### 必要な作業
以下の記録から、文字列「roof」を含む行をすべて抜き出す。

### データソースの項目
....

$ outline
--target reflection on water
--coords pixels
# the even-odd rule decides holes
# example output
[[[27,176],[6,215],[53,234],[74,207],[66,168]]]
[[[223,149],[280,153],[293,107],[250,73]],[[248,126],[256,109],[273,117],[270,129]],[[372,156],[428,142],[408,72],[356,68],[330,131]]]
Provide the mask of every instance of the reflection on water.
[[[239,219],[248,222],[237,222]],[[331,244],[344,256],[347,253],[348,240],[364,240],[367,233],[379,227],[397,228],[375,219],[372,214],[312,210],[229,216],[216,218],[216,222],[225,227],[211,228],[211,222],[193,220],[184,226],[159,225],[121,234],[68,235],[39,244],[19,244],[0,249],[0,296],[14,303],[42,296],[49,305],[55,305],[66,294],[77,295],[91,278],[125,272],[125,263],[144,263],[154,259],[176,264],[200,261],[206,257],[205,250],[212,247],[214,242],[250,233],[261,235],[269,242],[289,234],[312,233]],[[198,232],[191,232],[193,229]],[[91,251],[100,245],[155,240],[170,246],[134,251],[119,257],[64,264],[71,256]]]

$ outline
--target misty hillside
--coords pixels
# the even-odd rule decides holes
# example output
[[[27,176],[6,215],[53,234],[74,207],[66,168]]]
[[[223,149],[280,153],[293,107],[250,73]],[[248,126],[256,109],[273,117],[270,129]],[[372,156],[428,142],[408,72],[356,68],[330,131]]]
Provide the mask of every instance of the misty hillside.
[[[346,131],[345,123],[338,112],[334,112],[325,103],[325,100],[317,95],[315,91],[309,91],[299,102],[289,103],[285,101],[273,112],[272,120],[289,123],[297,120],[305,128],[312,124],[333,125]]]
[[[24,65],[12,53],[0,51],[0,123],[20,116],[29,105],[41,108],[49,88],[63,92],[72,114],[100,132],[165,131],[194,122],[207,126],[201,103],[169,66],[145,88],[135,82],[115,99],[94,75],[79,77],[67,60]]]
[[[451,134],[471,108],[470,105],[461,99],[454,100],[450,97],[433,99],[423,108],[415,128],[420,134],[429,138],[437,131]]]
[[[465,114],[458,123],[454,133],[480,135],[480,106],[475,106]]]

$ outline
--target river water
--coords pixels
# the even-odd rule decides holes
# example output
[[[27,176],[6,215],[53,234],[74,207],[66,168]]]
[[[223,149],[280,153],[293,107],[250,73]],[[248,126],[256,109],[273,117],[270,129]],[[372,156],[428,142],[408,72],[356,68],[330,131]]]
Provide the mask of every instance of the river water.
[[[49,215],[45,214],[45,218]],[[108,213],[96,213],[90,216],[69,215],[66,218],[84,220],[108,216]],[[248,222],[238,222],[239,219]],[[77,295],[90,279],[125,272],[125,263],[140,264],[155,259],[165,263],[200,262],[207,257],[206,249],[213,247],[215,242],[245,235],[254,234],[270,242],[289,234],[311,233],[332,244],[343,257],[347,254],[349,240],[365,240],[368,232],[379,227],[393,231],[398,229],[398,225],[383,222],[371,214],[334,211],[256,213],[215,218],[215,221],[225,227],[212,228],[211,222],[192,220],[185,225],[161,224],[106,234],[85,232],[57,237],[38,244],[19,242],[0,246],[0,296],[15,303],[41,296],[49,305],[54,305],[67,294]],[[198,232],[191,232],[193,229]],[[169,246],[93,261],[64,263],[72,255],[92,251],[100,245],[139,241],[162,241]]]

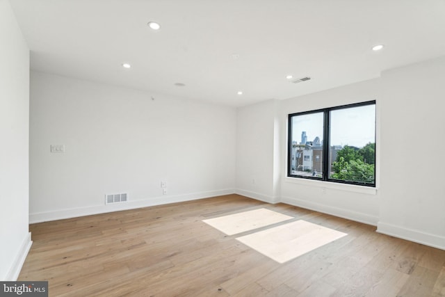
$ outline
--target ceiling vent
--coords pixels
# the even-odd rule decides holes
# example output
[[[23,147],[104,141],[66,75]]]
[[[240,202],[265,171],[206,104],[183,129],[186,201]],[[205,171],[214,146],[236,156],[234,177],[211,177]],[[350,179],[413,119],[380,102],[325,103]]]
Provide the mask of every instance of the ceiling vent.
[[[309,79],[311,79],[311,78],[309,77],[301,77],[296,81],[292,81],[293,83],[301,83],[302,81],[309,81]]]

....

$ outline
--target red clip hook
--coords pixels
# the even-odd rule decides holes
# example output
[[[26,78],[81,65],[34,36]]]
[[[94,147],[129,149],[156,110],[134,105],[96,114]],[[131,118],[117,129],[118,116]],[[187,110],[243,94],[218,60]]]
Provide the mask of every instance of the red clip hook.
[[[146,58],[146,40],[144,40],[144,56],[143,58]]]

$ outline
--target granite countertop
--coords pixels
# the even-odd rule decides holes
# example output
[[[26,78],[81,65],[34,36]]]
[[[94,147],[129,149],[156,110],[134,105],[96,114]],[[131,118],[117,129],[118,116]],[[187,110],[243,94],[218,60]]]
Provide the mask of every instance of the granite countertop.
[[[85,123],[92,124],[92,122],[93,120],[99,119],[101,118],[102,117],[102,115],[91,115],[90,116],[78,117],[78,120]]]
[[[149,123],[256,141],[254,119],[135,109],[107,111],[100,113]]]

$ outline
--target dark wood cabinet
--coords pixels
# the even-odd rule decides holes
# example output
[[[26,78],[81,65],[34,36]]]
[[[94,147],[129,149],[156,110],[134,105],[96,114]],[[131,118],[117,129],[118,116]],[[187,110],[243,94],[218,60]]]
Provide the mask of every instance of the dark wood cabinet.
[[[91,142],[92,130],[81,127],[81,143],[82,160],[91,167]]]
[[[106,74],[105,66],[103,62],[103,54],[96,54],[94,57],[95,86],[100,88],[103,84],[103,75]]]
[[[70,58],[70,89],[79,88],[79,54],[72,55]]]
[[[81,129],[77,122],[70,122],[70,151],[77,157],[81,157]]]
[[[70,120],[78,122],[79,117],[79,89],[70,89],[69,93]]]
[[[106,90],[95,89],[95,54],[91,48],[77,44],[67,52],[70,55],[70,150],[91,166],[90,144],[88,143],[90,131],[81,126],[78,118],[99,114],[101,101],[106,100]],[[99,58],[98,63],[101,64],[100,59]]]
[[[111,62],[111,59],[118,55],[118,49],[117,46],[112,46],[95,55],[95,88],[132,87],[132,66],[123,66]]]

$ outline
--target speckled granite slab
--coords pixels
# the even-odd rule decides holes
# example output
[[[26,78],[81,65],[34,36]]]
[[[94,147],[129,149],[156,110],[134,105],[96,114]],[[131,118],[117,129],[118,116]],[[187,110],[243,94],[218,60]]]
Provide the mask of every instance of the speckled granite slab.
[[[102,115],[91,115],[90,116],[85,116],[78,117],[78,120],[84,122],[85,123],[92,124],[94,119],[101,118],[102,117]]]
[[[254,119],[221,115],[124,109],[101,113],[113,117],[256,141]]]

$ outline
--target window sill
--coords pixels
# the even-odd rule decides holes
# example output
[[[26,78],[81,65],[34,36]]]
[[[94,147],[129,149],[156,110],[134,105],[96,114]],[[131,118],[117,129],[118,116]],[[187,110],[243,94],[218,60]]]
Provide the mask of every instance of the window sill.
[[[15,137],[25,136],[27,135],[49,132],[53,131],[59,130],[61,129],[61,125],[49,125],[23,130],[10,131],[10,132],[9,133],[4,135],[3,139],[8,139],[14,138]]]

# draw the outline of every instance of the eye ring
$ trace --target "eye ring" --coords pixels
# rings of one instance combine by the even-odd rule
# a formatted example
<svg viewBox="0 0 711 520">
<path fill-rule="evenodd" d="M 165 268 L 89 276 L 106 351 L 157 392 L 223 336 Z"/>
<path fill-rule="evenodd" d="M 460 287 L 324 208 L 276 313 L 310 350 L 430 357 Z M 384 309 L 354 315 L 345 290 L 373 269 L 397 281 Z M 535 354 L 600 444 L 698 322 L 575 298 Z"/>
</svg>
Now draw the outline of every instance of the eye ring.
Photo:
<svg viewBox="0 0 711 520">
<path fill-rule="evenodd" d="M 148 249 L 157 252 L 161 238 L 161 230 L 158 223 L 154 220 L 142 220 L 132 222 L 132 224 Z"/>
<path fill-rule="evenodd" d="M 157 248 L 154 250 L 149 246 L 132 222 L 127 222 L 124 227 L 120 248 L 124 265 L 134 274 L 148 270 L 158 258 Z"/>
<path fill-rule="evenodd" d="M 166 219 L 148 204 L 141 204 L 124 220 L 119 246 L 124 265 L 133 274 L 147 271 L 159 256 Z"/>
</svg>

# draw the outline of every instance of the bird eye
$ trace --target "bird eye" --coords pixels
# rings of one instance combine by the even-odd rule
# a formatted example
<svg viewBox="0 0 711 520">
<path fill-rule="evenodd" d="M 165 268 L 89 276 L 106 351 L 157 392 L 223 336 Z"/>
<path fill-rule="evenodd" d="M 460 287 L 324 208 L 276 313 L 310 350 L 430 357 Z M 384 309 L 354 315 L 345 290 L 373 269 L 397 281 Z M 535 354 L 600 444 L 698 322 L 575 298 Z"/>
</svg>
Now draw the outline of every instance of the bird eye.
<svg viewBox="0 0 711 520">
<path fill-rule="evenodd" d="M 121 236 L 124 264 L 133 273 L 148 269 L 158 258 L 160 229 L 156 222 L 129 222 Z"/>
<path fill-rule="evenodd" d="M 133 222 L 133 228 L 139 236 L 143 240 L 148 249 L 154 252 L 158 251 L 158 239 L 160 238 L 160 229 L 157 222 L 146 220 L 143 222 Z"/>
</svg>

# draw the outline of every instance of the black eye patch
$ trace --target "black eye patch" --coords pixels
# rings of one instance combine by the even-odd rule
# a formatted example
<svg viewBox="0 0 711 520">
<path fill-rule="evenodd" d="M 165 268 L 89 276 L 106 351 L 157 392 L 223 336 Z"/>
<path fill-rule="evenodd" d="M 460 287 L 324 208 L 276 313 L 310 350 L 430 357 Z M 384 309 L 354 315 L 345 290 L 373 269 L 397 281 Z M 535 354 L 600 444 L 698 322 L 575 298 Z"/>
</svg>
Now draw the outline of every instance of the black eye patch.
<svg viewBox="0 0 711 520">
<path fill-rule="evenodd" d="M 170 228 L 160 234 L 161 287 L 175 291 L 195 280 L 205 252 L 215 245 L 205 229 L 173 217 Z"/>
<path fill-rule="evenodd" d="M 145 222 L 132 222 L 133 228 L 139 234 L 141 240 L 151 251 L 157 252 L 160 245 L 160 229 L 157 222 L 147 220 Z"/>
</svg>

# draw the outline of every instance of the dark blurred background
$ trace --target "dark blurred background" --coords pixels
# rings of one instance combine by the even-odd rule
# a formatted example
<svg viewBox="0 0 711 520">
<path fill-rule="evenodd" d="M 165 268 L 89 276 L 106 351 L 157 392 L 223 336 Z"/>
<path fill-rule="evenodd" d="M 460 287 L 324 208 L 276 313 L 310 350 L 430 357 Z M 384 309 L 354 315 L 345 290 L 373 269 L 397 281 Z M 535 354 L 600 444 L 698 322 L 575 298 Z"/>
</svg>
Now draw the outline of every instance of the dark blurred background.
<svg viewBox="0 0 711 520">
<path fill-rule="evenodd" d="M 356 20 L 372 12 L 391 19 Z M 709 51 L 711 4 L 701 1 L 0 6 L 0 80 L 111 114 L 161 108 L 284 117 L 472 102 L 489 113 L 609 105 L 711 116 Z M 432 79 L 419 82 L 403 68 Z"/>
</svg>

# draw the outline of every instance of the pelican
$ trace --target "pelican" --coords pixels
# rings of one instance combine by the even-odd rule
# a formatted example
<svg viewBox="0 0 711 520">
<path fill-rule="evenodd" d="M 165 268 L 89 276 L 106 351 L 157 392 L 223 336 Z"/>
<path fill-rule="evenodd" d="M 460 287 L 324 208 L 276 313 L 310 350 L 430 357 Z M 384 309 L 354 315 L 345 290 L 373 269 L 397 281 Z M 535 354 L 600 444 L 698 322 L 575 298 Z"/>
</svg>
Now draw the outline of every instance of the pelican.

....

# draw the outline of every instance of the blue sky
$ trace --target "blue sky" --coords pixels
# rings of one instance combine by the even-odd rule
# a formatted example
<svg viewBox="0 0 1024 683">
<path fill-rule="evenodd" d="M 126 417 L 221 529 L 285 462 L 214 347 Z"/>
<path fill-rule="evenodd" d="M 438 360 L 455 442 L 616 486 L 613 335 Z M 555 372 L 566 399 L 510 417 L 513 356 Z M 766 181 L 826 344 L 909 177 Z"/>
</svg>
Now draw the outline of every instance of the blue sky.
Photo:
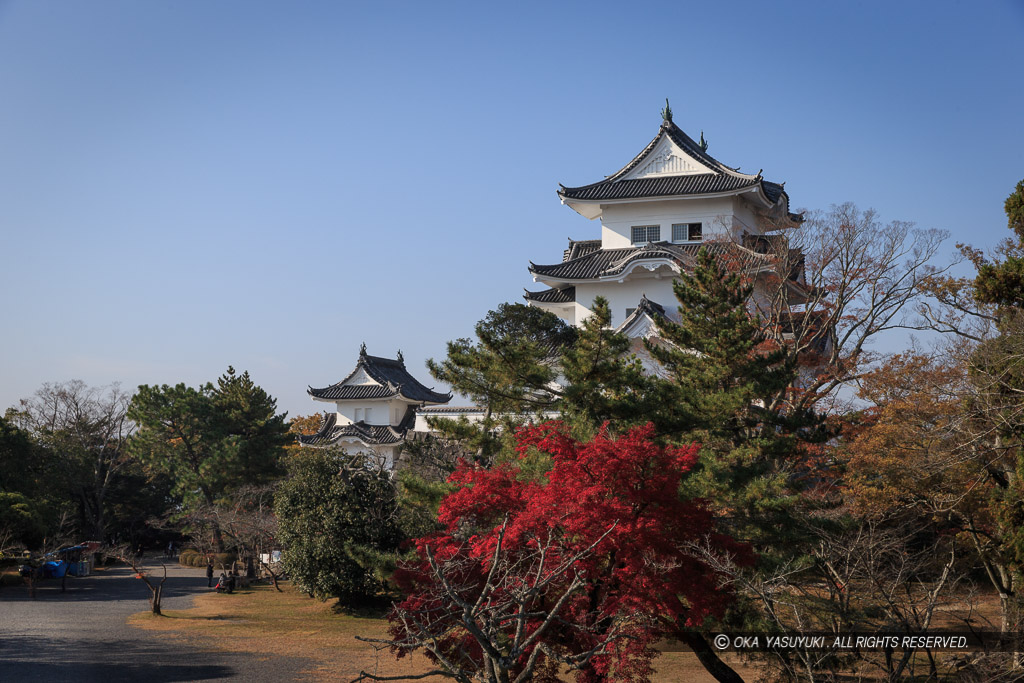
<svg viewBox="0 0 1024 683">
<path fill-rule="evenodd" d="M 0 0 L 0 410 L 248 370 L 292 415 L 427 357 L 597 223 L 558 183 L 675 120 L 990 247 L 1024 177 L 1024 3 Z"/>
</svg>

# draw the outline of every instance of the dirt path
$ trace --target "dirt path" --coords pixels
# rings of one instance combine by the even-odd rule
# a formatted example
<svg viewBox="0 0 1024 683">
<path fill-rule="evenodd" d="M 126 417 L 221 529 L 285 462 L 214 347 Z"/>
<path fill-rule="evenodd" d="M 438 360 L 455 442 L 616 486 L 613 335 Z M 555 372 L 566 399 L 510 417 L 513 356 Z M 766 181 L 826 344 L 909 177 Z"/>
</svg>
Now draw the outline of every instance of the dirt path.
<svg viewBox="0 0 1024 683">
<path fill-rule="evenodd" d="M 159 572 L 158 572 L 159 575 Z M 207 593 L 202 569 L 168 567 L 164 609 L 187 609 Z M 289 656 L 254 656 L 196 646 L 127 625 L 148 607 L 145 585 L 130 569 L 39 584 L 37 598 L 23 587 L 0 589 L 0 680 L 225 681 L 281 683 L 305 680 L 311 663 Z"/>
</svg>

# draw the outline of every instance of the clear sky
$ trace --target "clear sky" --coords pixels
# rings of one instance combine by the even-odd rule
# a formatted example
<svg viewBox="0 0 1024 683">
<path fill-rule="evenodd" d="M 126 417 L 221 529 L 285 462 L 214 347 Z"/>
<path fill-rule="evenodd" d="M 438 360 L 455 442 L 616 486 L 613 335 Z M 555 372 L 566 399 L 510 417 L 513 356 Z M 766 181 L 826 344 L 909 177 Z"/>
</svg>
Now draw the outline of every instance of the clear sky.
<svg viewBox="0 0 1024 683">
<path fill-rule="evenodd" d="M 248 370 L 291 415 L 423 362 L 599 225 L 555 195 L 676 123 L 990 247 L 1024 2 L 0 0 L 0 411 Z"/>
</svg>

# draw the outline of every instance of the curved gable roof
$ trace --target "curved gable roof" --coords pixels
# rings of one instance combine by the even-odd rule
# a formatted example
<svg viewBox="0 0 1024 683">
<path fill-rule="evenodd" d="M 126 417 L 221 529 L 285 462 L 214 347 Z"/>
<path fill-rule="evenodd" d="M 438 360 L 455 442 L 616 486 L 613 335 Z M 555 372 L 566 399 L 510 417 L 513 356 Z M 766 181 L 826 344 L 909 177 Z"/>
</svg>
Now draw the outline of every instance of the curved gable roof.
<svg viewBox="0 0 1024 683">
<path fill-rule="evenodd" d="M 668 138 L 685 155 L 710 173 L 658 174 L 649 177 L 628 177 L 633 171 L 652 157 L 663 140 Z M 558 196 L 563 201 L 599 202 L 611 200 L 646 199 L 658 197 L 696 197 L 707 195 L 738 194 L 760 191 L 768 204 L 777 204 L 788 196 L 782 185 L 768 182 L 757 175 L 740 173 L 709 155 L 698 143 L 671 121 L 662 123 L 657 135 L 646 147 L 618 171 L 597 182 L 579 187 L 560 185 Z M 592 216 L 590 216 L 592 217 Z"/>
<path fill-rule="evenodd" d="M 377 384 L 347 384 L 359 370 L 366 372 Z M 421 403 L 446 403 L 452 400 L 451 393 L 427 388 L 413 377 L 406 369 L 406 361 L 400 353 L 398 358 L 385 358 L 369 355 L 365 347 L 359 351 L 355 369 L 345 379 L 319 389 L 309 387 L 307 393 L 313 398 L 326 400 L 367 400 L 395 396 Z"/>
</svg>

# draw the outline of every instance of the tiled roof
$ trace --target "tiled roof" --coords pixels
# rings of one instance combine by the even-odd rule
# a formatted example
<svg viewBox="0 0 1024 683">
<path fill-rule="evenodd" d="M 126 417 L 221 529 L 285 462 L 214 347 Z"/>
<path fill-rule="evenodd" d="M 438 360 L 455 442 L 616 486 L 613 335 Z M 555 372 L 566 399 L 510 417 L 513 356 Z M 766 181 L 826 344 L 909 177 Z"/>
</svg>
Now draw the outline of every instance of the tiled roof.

....

### 完成した作業
# draw the outline of every instance of the curved gable roof
$ trace --target "curved gable roof" --coords pixels
Now draw the outline of every instance of the curved gable roof.
# draw the outline of every instance of the tiled roof
$ trace --target "tiled roof" --coords pixels
Now draw the outline of every instance of the tiled roof.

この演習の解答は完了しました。